[Image-grounded pointing data]

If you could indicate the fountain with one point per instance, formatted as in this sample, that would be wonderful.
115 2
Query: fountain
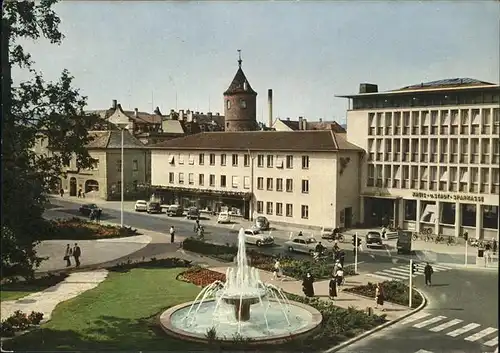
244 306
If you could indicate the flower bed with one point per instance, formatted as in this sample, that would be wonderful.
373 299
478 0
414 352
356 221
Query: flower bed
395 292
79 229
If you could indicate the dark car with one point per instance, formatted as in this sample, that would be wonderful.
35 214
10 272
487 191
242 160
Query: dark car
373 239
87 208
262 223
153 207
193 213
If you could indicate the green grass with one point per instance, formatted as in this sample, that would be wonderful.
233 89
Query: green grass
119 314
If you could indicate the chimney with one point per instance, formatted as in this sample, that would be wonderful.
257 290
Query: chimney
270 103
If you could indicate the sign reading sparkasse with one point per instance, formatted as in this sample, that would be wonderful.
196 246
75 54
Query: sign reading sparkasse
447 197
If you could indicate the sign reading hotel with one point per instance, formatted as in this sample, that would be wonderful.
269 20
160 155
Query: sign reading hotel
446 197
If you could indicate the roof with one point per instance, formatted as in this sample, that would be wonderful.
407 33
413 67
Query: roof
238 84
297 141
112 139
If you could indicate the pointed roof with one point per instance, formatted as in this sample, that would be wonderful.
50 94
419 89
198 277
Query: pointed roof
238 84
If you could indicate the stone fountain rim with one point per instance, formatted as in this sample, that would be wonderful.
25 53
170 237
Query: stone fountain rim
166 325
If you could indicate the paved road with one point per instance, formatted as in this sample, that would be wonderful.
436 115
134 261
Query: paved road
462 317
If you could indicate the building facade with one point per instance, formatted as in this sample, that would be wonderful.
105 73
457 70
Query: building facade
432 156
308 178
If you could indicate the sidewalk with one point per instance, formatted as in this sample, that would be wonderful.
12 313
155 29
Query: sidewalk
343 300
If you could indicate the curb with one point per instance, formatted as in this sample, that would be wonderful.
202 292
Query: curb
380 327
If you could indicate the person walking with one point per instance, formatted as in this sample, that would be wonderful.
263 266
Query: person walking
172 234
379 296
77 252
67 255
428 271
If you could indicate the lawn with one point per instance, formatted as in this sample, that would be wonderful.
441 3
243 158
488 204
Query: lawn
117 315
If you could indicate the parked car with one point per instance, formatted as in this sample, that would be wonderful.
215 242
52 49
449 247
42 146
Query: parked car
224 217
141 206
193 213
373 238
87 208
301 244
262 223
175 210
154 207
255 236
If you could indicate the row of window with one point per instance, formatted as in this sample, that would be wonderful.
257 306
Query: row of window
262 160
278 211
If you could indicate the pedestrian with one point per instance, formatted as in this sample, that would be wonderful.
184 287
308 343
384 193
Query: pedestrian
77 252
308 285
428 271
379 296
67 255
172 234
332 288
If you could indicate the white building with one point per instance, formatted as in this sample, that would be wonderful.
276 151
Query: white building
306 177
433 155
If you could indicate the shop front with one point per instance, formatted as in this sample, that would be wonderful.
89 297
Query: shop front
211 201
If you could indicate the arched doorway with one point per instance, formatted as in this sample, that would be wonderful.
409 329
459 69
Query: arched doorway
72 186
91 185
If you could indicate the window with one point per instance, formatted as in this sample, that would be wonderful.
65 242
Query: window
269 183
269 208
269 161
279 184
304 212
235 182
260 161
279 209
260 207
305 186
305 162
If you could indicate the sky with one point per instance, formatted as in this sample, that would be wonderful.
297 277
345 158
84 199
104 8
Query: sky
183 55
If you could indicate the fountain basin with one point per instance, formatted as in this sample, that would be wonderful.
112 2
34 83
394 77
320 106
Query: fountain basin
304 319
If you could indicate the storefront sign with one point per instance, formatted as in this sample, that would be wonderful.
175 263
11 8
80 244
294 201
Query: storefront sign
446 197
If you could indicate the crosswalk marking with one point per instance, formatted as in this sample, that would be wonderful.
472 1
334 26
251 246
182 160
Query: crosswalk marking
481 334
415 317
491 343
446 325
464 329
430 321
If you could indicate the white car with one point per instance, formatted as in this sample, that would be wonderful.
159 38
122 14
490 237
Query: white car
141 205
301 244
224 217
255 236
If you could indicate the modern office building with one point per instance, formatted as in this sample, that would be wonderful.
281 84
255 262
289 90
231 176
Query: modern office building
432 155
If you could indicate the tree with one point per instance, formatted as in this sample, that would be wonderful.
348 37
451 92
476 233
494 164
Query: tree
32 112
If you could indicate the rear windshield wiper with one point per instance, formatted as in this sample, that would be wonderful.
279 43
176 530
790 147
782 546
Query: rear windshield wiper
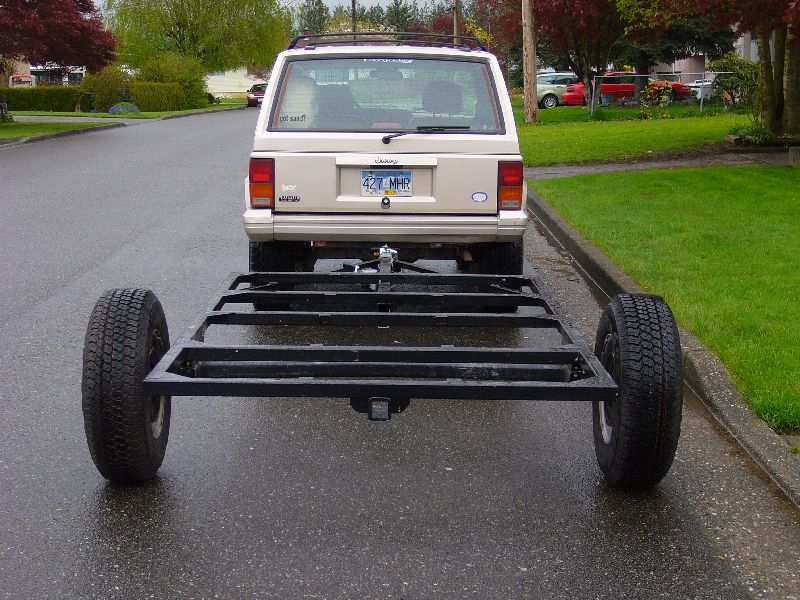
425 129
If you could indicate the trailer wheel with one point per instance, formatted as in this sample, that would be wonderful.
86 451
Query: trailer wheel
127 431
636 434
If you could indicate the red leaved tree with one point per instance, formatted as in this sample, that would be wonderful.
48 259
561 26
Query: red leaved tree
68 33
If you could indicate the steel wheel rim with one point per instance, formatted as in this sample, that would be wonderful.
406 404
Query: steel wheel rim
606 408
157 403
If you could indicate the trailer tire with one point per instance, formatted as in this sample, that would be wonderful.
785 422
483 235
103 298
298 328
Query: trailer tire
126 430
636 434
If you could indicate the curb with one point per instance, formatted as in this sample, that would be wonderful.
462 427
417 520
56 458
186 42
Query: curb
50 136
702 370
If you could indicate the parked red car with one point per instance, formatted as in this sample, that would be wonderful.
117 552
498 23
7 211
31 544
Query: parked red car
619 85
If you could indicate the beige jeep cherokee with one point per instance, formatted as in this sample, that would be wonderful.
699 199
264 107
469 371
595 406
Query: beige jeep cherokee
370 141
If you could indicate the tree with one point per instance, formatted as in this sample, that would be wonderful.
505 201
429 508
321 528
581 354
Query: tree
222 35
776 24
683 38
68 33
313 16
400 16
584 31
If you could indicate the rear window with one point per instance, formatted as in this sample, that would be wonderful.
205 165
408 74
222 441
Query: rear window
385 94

# Task
Beginning with the line containing "Query: rear windshield wiper" and ending with the last line of the data, output those lines exactly and nothing more. Omit every picture.

# Task result
Query: rear windshield wiper
425 129
If you could indicate the trailer wheel with one point per instance, formatted as in this sample, that would be wonderful.
86 451
Query: trailer wheel
127 431
636 434
If you could indicate the red leaved tree with one point per instance, formatted as in this sample, that would be wonderful.
48 259
561 26
Query: red leaved tree
68 33
If you could indicate the steel wheel rim with one point per instance, formatted as in this sample, that would be wonderful.
406 404
Query: steel wheel rim
606 408
157 403
If you could indicate the trailer tire with one point per instance, formatted as in this sample, that would be wonderful.
785 422
483 235
103 298
298 328
Query: trailer tire
126 430
636 434
If you could indicate the curb with one point per instance, formatted as in this sample, that would be wonderful.
462 427
417 520
56 458
186 42
Query: curb
50 136
702 370
If you could indicate the parked red car with one point per instance, formatted as in this sample, that would be wonderful.
117 552
498 23
7 211
31 544
Query: parked red car
619 85
If you could indicate the beige jeep cherokee with one point per instance, formatted as in this sample, that would be wonderful.
699 199
264 107
469 371
595 406
Query: beige jeep cherokee
370 141
If you could indicate the tree with one point per instance, formatted as in this sample, that would be wonderful.
505 201
429 508
321 528
581 354
Query: tree
222 35
776 24
683 38
68 33
313 16
400 16
584 31
If you could indicate the rear window with one point per instance, formatted as in this sample, that would be wonderful.
205 165
408 74
222 441
Query: rear window
385 94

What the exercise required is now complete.